— YOUR TASKS —
[1] List each distinct phrase that the opinion excerpt below places in quotation marks, counting a repeated phrase only once.
[2] Answer these questions from the opinion excerpt below.
(a) According to the record, when does the petitioner's ability to function improve?
(b) What does the court conclude about the petitioner's entitlement to equitable tolling?
(c) Instead of new evidence, what does the petitioner point to in support of the claim of actual innocence?

— TEXT SEGMENT —
[Start of Attachment]

Given petitioner's clear mental limitations, the amount of work the court would require of petitioner for a finding of equitable tolling would be relatively low. Nonetheless, it is clear to the court that petitioner's limitations were not so severe as to prevent him from diligently pursuing his rights in any respect. It does appear from the record that petitioner's ability to function improves when he is properly medicated and that at times while incarcerated he has not been properly medicated. But there is no evidence indicating improper medication deprived petitioner of all ability to pursue his release as the limitations period ran.
For all of these reasons, petitioner is not entitled to equitable tolling of the limitations period applicable to this action.
C. Actual Innocence
Finally, petitioner argues the limitations period applicable to this action should be waived under the "actual innocence" exception. The Supreme Court has found that a federal habeas petitioner may have otherwise time-barred claims heard if a credible showing of "actual innocence" is made. McQuiggin v. Perkins , 133 S.Ct. 1924, 1933. A credible showing of "actual innocence" occurs when a prisoner shows that it is "more likely than not that no reasonable juror would have convicted him in light of the new evidence." Id. at 1935. While petitioner asserts in his petition that he is "actually innocent" and, therefore, the limitations period concerning his claims should be waived, he fails to point to any new evidence in support of his claim. He simply points to potential biases of the victim which may have motivated her to fabricate her testimony. This is not an adequate basis for a finding of "actual innocence."

[End of Attachment]

— DATA EXTRACTS —
[Start of Attachment]

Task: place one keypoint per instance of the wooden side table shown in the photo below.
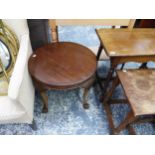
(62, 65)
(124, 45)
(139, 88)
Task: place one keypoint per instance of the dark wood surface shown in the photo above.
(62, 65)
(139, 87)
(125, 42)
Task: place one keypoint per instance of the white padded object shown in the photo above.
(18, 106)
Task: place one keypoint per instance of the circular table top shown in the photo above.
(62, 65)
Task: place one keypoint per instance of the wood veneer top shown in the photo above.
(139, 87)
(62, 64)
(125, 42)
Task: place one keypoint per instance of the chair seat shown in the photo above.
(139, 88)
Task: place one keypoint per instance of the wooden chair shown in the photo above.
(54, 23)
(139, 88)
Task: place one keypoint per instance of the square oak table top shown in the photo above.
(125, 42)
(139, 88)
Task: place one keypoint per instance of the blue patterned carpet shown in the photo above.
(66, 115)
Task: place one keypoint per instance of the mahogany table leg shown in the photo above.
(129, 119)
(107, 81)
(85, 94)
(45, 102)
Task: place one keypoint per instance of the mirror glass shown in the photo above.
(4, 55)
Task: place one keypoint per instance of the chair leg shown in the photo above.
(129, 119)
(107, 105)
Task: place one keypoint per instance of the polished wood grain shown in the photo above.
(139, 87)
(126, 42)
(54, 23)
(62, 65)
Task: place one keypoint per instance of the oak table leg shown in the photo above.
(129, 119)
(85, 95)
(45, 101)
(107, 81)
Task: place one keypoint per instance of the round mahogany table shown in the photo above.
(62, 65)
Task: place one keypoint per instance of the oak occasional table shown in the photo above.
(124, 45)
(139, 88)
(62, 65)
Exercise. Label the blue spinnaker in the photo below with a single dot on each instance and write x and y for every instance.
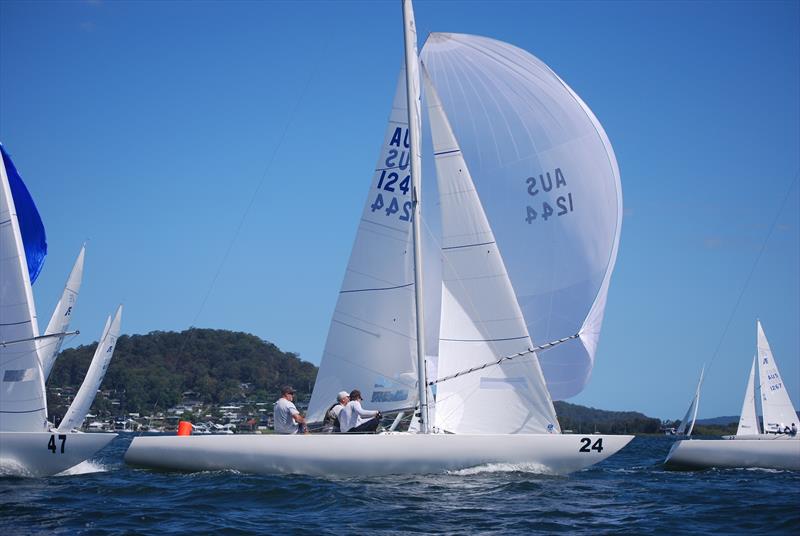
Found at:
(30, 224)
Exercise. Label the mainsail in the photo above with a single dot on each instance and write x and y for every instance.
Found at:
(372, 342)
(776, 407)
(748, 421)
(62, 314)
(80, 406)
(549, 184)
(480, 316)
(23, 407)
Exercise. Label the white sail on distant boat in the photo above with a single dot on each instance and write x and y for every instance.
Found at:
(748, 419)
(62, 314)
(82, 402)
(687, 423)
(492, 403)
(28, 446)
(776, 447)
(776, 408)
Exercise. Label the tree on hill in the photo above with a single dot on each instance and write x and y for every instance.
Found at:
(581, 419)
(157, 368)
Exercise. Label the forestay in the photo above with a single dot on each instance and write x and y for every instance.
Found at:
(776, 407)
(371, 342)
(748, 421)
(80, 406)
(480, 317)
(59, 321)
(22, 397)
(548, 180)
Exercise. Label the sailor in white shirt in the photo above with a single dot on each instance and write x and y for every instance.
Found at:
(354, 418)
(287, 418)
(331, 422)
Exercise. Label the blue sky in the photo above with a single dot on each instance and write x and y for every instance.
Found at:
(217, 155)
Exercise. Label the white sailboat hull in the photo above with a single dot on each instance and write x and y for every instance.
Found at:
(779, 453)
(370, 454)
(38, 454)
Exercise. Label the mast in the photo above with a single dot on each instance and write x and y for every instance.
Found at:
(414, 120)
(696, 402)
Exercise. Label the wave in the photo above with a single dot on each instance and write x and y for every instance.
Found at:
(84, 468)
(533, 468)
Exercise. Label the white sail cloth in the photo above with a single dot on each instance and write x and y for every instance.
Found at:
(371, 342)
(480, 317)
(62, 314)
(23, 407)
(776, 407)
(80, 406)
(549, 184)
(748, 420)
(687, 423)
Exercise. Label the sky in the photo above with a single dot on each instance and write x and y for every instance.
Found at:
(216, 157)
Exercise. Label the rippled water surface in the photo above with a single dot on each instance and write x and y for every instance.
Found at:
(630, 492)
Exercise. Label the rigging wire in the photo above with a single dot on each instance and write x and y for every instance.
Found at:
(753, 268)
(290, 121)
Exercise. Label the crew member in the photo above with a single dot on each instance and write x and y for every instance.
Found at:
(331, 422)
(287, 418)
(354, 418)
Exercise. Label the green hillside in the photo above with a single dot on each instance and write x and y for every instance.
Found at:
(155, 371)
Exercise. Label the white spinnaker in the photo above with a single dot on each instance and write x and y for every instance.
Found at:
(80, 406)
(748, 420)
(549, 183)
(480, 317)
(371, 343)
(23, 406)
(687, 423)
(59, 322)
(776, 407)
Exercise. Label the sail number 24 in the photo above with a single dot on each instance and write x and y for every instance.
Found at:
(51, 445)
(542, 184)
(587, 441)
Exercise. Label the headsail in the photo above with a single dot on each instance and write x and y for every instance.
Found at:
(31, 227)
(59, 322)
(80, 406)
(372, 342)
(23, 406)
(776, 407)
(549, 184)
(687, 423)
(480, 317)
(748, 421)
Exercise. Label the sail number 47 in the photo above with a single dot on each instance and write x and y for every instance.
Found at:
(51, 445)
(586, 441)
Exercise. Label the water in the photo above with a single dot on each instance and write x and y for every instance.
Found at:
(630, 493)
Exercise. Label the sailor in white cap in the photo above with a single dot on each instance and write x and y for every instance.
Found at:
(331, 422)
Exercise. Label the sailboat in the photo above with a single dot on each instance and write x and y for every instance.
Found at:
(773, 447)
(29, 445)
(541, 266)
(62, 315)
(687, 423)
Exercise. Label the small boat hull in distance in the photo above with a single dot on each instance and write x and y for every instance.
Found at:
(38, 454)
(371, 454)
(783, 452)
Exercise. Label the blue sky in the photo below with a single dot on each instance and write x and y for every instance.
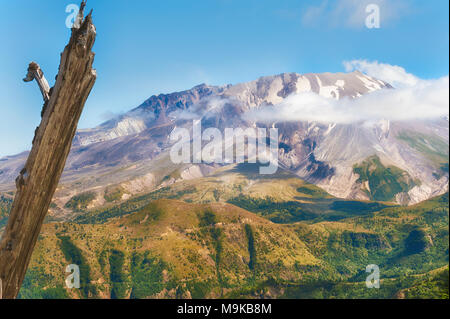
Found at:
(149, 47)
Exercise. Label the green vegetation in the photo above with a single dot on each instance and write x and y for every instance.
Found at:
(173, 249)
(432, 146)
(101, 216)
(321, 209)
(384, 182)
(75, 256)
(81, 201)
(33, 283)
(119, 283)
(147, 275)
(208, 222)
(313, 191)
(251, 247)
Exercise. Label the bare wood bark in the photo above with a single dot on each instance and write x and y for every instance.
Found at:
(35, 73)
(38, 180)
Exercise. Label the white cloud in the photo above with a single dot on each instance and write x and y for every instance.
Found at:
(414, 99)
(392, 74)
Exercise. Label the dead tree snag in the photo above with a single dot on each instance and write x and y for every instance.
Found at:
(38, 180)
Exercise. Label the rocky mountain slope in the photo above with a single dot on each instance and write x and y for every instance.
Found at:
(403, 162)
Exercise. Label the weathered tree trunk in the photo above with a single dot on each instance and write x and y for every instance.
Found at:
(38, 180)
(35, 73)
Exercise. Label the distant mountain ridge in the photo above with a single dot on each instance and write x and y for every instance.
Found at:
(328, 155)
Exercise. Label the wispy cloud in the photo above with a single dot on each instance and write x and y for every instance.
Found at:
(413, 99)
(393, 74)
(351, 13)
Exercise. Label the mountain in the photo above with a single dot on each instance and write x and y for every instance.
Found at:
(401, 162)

[End of Attachment]

— TASK-BY-TASK ANSWERS —
[1]
"actual innocence"
"more likely than not that no reasonable juror would have convicted him in light of the new evidence."
"actually innocent"

[2]
(a) It improves when he is properly medicated.
(b) He is not entitled to equitable tolling of the limitations period applicable to this action.
(c) He points to potential biases of the victim that may have motivated her to fabricate her testimony.